▸ **Task statement**
Write out the lines from the very first one through the line that contains "point(166, 28)", including both, with no changes.

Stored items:
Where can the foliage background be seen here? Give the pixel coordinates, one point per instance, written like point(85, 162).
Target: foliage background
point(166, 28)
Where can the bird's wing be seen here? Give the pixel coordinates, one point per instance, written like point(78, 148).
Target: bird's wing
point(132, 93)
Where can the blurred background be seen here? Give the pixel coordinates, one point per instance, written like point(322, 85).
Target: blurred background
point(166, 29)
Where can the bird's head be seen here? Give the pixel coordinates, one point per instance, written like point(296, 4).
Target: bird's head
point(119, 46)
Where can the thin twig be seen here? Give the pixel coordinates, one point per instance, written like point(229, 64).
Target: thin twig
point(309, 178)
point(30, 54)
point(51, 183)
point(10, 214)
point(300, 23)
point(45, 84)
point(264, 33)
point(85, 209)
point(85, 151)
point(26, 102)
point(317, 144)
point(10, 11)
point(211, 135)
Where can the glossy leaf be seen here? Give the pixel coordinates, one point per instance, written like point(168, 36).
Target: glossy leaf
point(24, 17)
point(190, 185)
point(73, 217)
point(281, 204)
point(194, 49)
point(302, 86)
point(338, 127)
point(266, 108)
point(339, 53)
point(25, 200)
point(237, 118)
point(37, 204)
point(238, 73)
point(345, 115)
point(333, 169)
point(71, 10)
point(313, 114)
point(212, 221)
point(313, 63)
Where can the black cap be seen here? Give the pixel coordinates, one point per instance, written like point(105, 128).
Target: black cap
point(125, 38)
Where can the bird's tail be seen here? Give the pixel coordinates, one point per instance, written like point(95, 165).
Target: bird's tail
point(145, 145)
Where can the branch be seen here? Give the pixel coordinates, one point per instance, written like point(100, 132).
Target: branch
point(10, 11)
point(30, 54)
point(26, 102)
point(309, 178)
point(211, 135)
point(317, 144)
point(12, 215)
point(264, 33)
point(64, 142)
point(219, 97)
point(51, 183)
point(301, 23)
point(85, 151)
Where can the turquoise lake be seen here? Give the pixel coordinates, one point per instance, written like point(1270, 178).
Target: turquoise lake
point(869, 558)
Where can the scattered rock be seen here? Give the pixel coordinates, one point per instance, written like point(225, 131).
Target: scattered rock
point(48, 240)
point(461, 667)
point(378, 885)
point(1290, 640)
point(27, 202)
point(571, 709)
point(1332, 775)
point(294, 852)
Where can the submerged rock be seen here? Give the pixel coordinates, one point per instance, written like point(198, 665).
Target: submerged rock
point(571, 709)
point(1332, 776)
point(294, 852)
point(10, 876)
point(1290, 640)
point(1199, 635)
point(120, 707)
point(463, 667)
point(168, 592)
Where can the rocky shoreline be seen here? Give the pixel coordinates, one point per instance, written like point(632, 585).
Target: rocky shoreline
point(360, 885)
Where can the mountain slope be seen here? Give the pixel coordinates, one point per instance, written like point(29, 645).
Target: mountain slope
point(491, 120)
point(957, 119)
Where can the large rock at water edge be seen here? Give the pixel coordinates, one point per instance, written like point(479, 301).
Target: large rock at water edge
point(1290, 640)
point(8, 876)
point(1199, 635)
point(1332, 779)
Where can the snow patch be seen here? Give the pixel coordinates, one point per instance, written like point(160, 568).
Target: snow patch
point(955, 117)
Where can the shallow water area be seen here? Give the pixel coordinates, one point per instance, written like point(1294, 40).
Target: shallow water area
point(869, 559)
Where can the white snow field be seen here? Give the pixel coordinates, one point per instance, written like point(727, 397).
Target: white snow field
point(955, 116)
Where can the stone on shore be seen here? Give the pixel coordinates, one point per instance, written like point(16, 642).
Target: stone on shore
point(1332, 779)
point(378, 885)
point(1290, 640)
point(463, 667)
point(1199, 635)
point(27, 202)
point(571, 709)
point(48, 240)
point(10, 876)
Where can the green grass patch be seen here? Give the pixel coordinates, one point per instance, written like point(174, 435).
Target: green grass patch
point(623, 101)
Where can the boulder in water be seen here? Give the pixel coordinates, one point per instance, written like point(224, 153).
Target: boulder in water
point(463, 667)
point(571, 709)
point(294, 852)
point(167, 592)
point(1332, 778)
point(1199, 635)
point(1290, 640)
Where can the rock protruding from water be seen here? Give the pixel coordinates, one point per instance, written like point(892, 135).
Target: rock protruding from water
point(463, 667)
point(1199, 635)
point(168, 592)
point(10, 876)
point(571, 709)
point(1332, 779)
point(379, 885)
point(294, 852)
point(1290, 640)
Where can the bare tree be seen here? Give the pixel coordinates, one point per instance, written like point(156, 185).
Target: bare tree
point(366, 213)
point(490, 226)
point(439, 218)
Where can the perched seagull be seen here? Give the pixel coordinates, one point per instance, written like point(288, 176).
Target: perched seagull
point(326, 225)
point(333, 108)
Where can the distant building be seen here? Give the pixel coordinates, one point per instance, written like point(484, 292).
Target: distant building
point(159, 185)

▸ **Task answer**
Where can the foliage background be seen here? Give the pixel coordinates, one point per instance, written like point(85, 162).
Target: foliage background
point(166, 28)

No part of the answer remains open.